**PROBLEM DESCRIPTION**
Copy the data from the line that contains "[pin] white shorts" through the end, switching every "jersey" to "top" and leaving all else unchanged. Give only those lines.

== SUPPLIED ENTRIES

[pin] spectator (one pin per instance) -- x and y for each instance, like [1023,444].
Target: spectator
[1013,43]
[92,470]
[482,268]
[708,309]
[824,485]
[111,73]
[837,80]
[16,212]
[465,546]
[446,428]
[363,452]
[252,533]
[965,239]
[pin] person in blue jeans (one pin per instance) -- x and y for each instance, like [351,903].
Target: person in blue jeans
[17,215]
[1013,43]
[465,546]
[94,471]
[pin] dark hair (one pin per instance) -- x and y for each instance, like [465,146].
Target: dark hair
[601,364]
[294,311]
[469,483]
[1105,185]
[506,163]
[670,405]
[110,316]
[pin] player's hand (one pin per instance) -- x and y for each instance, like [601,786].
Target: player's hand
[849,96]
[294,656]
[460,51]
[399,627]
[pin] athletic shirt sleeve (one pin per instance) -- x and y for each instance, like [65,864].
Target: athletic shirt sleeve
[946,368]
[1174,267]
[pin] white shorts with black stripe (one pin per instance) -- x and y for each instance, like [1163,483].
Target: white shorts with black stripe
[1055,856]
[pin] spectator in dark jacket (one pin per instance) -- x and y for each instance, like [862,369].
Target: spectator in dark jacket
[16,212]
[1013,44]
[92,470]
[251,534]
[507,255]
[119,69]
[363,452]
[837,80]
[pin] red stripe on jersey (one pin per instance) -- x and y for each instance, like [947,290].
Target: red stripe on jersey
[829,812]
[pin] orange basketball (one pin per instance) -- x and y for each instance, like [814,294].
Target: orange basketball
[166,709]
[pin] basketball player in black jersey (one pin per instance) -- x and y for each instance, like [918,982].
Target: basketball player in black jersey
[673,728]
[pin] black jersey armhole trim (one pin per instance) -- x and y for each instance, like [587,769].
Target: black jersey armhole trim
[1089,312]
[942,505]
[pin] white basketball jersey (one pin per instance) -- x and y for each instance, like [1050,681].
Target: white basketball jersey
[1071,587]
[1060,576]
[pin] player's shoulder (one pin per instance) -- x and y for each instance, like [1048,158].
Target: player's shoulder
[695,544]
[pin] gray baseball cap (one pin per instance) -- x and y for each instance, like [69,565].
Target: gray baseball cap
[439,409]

====

**EXERCISE OUTPUT**
[pin] white shorts with black stripe (one pin per instance) -- x and y for each instance, like [1163,483].
Target: white shorts with black stripe
[1055,856]
[pin] spectator in dark jacket (one pin per instance) -- x and y for each instance, like [862,369].
Target: spectator in dark jacket
[16,212]
[1013,44]
[92,470]
[251,534]
[507,255]
[119,69]
[363,452]
[837,80]
[pin] red stripe on top (one pin per instance) -- x and y for each instance, like [947,290].
Target: red stripe on top
[829,812]
[pin] orange basketball (one pin per instance) -- x and y for each instance, like [814,294].
Target: orange basketball
[166,709]
[pin] basketball player in black top (one pin per instance) -- x and y for each instance, like [918,982].
Target: basketball player in black top
[673,728]
[pin] black top armhole trim (one pin per instance) -- x and y for each instance, like [587,769].
Target: black top armhole trim
[1089,312]
[942,505]
[pin] white basketball top (one pin per instance) -- x and y for each instance, like [1050,681].
Target: white basketball top
[1071,587]
[1060,576]
[pin] player's shoulder (one pin per instance) -- x and y for each instance, like [1048,158].
Target: player's shoulder
[695,544]
[pin] gray baseball cap (one pin per instance) -- x and y for each instance, like [69,565].
Target: gray baseball cap
[439,409]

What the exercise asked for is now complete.